+++ Provided data

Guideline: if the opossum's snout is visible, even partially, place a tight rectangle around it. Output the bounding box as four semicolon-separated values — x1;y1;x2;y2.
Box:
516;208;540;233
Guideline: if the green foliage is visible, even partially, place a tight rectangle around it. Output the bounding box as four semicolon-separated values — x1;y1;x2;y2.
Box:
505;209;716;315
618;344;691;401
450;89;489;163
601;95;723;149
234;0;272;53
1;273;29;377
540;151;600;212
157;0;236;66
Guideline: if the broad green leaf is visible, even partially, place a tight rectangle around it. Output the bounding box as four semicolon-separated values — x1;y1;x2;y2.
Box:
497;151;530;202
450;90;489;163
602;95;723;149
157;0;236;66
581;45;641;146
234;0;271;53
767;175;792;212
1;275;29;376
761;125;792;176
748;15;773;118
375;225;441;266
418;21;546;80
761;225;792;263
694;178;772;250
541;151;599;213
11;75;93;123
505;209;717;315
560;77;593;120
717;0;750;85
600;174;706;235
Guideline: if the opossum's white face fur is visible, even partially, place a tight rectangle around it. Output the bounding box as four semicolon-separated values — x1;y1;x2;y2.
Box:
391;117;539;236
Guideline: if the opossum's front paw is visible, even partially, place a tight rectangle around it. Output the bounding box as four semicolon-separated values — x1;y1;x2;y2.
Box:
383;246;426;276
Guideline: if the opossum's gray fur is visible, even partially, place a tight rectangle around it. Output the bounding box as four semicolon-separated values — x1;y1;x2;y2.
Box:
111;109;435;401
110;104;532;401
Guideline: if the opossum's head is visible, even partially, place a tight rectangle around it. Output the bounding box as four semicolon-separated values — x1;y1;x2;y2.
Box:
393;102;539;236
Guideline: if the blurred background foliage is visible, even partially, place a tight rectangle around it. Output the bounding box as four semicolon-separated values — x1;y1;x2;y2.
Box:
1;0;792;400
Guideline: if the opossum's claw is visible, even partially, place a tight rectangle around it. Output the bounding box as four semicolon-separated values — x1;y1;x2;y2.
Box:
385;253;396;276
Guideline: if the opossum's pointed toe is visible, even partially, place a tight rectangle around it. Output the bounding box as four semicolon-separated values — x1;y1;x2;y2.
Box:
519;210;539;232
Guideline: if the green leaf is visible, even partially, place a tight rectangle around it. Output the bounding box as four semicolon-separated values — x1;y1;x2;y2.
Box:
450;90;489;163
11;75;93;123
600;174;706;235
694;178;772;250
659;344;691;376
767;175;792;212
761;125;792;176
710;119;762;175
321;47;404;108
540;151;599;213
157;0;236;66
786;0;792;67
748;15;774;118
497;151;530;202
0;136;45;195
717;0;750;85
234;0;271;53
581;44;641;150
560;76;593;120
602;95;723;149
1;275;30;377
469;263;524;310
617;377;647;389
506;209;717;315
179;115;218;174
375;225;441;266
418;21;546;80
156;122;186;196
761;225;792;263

++++++

== To do ==
All lines in the records with the string "green" should be copied out.

== Answer ==
Guideline: if the green foliage is visible, even partially, place a tight rectangle around it. Output the bounding box as four semicolon-separated values — x1;y1;x2;y2.
Guideline: if the broad green leaf is visible, even partially, place a tight rectangle around it. Output the bounding box as four semicolon-separated values — x1;y1;x2;y2.
Guideline: if the green leaf is visible, even partially, place a tight rectangle around it. Output the bounding box as four semicolon-separated values — x1;y1;x2;y2.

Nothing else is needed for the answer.